#### Entries provided

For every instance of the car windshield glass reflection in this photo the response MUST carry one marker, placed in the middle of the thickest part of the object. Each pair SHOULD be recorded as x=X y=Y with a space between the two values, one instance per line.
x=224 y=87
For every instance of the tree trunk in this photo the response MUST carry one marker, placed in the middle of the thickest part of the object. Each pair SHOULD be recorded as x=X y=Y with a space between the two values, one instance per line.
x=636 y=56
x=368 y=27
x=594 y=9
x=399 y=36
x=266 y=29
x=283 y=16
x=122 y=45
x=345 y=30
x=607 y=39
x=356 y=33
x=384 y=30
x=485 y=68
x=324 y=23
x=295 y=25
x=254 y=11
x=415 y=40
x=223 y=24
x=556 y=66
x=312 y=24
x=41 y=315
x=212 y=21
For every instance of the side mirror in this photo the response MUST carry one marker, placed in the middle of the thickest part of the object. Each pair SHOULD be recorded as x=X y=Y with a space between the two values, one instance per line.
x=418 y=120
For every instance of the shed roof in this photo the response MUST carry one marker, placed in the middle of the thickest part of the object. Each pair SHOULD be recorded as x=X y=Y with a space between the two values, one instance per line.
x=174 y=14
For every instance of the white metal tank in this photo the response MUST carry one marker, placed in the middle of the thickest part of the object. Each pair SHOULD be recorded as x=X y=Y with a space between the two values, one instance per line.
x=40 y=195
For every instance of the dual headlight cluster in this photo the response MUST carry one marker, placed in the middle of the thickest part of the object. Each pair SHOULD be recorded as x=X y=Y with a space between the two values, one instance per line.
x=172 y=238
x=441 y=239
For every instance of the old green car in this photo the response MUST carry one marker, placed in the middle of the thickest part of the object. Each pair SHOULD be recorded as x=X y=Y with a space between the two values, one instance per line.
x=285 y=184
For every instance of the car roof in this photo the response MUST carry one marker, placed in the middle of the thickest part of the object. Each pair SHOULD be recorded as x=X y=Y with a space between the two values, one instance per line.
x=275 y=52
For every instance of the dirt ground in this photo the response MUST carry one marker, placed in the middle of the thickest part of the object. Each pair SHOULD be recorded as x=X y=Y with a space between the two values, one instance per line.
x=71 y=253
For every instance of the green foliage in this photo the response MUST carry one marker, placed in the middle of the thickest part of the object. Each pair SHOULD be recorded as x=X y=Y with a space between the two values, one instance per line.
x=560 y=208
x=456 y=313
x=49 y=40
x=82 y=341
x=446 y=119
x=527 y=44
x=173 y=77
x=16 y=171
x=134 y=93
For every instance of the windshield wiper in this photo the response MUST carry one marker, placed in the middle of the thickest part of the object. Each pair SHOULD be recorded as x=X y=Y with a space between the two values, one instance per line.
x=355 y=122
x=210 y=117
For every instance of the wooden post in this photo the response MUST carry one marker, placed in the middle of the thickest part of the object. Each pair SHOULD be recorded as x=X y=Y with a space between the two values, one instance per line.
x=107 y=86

########

Please copy every one of the items above word for word, keeping each line unchanged and in the same order.

For every instance of the car windshield glass reflection in this photo the response MUST carry one marker, placed in the middle of the thickest part of the object. Each pair SHOULD be recorded as x=X y=Y with a space between the two values, one instance per line.
x=224 y=87
For every instance of the tree trunk in this photo the response MUST carry one marker, placed in the middle of the thickest part of the object. Each pair SHOULD be recorded as x=X y=Y with a space between the two values, one instance per line.
x=636 y=56
x=368 y=27
x=594 y=9
x=399 y=36
x=266 y=29
x=283 y=16
x=122 y=45
x=345 y=30
x=607 y=39
x=356 y=33
x=384 y=30
x=485 y=68
x=324 y=23
x=295 y=25
x=254 y=11
x=415 y=40
x=223 y=24
x=556 y=66
x=312 y=24
x=41 y=315
x=212 y=21
For every instance of the side mirror in this photo the response MUST carry one marker, placed in the middle of the thickest part of the object. Each pair SHOULD be recorded as x=X y=Y with a space between the two values, one instance per line.
x=418 y=120
For every instance of the shed roof in this photo the response MUST carry one marker, placed in the middle of the thickest part of the object. Each pair SHOULD be recorded as x=X y=Y with a space between the two values, one instance per line.
x=174 y=14
For every instance of the white metal tank in this photo the response MUST carry one marker, placed in the middle of the thickest part of the object. Each pair SHOULD be recorded as x=X y=Y with a space between the two values, one instance per line.
x=40 y=195
For every instance of the dual headlight cluster in this photo the response MUST carry one marker, placed in the middle of the thickest part of the object. Each pair SHOULD be recorded as x=X y=Y with a space between the two values, one instance per line.
x=172 y=238
x=441 y=239
For every instance of the old green car in this photo the response MUST carry one marker, placed in the middle of the thickest part of the object. Each pair SHOULD be recorded as x=X y=Y with a space between the two values, one instance per line.
x=285 y=184
For every instance of the car roof in this photo the response MUST carry one marker, placed in the middle of the thickest part of the object. Each pair SHOULD be recorded as x=X y=Y with a space between the two values, one instance per line.
x=275 y=52
For every instance of the dirt ground in this photo the response MUST carry one marker, placed in the middle of the thickest part of the object. Each pair SHOULD be recorded as x=X y=Y with a space between the two values, one instance per line.
x=71 y=253
For every instance of the green foliage in this photo the response MUST carry one marker, placed in the middle of the thickest part of the object. Each pair SHOULD be recorded as x=X y=Y with a space between the two values, one instance per line.
x=560 y=208
x=456 y=313
x=49 y=40
x=82 y=341
x=446 y=119
x=527 y=44
x=173 y=77
x=16 y=171
x=134 y=93
For every instance of the windshield wiper in this photo the response MUST carry one marker, placed in the middle of the thickest part of the object. Each pair SHOULD be recorded as x=X y=Y with a space between the two values, one instance per line.
x=355 y=122
x=210 y=117
For every instance of the wooden post in this photo the response MUST carry one marker, placed in the middle of the thickest part of the object. Each pair SHOULD be recorded as x=X y=Y with a space between the two values, one instance per line.
x=107 y=86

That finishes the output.